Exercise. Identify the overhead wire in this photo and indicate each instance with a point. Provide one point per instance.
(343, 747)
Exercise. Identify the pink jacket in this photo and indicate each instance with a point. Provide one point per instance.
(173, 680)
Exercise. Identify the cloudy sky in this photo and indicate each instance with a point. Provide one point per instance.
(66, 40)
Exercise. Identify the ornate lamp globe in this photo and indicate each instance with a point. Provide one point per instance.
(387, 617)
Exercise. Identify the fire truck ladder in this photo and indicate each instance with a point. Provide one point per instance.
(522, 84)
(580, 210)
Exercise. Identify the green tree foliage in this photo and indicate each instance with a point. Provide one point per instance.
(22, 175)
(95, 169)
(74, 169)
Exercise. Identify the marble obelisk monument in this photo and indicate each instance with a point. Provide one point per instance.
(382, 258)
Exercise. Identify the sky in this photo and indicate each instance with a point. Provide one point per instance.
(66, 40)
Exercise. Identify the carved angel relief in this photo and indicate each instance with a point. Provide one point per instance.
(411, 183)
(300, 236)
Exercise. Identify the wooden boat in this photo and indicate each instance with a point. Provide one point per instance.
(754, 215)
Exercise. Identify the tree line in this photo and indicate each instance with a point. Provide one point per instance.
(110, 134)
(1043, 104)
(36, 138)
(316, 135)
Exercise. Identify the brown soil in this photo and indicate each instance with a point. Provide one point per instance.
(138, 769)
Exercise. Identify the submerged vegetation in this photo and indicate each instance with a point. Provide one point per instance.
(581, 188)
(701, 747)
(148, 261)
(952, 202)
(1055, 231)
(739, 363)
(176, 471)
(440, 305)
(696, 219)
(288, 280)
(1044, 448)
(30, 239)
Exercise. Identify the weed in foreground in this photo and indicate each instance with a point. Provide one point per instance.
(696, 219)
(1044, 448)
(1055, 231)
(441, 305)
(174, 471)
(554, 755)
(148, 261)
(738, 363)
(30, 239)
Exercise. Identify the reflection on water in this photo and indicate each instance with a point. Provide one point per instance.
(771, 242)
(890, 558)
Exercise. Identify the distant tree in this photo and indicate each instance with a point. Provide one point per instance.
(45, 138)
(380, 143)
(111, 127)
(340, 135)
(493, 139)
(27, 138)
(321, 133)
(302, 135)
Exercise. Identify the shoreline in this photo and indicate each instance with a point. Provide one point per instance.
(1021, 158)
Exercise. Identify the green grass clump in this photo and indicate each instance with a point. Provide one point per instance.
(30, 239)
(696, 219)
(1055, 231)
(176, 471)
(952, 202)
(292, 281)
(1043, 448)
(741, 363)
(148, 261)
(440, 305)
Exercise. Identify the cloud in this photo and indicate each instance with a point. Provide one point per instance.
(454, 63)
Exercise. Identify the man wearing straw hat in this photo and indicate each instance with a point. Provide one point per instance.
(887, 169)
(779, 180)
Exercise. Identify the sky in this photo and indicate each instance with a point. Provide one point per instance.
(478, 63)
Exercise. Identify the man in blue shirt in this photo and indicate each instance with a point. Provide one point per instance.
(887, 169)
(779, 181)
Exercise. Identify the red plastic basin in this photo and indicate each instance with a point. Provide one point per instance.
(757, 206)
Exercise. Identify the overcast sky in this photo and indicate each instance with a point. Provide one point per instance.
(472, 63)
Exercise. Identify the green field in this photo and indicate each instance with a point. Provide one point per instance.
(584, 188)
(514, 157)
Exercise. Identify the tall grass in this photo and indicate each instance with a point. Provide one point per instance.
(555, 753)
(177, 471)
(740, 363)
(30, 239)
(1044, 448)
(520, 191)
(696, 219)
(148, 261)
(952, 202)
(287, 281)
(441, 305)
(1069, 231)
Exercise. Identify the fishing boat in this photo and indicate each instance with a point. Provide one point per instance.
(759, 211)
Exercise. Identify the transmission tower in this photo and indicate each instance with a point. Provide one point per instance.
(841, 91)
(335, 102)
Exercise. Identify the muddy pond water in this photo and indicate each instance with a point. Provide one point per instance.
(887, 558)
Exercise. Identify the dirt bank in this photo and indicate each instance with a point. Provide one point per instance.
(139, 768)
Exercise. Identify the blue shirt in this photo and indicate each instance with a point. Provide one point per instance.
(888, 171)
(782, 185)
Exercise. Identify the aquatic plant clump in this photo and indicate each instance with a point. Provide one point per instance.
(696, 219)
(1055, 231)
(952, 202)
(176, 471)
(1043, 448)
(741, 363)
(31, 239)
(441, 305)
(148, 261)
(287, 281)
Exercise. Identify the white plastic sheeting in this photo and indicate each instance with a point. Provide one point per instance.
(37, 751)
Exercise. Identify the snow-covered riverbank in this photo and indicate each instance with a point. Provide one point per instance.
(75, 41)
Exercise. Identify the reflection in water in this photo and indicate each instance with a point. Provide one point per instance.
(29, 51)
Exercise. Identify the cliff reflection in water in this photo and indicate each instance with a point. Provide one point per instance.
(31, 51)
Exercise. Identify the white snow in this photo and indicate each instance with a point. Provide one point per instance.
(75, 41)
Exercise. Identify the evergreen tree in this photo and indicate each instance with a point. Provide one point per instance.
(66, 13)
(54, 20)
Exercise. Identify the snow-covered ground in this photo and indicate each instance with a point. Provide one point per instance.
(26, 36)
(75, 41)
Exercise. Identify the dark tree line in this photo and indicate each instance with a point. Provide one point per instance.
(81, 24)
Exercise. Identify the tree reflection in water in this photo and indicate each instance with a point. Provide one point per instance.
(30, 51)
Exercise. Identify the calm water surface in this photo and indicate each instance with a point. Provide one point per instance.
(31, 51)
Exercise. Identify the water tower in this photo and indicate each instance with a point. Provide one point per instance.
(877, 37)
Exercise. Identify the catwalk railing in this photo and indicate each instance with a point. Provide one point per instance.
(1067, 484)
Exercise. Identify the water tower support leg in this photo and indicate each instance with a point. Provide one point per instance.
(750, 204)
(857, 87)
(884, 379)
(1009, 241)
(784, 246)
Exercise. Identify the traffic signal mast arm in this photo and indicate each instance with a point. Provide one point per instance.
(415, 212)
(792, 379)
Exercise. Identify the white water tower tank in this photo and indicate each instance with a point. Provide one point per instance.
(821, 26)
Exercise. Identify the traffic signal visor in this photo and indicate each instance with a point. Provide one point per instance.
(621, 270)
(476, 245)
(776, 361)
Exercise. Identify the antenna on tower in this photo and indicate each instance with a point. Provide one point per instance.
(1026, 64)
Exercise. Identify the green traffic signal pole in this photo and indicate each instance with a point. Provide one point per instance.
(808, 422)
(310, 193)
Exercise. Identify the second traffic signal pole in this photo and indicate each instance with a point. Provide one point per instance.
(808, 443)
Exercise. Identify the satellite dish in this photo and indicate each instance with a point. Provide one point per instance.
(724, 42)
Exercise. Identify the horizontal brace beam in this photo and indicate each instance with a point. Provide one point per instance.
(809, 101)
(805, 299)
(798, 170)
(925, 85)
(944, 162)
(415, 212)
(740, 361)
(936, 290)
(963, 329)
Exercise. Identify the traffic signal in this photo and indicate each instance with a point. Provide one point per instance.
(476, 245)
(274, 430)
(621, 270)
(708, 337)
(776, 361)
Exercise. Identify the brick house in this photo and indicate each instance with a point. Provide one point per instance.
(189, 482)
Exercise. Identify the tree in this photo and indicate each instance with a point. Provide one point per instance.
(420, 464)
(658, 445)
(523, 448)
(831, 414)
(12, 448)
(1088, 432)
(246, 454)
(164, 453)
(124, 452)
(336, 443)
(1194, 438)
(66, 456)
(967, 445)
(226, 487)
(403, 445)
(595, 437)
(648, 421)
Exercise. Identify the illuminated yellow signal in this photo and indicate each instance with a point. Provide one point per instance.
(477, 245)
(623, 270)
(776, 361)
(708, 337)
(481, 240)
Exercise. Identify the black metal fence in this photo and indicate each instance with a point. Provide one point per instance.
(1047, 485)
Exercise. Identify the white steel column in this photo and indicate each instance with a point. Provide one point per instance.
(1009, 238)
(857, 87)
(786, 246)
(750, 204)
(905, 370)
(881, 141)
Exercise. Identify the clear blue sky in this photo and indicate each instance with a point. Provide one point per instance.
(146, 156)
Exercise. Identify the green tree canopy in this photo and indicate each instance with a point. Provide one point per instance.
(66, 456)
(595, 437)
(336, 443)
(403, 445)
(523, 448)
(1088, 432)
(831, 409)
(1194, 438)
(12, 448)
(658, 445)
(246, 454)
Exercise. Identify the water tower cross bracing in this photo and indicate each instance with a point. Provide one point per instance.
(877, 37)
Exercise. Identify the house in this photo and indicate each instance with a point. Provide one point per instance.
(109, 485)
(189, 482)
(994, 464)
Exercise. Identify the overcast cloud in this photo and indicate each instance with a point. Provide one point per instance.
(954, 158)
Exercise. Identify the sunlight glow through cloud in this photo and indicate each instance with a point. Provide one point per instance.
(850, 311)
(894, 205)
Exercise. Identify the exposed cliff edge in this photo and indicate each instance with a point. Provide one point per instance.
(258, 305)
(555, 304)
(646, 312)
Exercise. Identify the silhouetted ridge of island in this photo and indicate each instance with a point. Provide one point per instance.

*Set problem:* Return exactly, and only, the line containing "Exercise. Identify the house" and every line after it through the end of the material.

*Result for this exercise:*
Exercise. Identify the house in this photo and indicate each instance with a point. Provide one point per instance.
(109, 485)
(189, 482)
(994, 464)
Exercise. Identify the overcast cloud in this photo and indicate each instance with a point. Provide one point per instance.
(954, 158)
Exercise. Identify the sunlight glow through cloud in this photo and indicate each instance with a point. Provide one point per instance.
(850, 311)
(894, 205)
Exercise. Identify the exposed cliff edge in this photo and indicate each instance with a point. Provide one point per instance.
(258, 305)
(555, 304)
(646, 312)
Exercise. Identify the silhouetted ridge of island in this photo and indicate each instance with a point. Provide one point per instance.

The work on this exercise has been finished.